**What is being asked**
Every line below containing the word "Target" should be found and copied.

:: Records provided

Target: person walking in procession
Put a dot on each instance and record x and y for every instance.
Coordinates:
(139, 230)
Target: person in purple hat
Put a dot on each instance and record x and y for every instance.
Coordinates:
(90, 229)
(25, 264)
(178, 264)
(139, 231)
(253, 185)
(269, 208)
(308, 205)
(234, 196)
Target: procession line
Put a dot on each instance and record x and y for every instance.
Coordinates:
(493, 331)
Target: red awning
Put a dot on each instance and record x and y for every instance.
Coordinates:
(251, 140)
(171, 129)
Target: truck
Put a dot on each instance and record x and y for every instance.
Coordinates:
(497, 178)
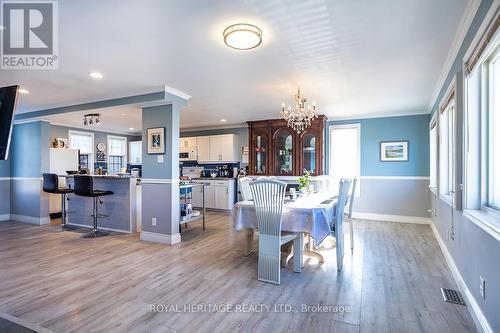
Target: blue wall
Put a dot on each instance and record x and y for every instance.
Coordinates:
(415, 129)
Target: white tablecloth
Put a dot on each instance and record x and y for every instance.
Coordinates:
(306, 214)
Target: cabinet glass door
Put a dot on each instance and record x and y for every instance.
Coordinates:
(260, 154)
(309, 153)
(284, 153)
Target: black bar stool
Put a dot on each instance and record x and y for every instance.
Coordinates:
(51, 185)
(84, 186)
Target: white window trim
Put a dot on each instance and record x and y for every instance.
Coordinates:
(330, 164)
(91, 156)
(125, 157)
(446, 197)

::::

**Solution to the problem**
Target: person walking in procession
Target: person in purple hat
Target: procession line
Target: red awning
Target: truck
Target: blue wall
Target: white tablecloth
Target: cabinet glass door
Target: black bar stool
Target: white window trim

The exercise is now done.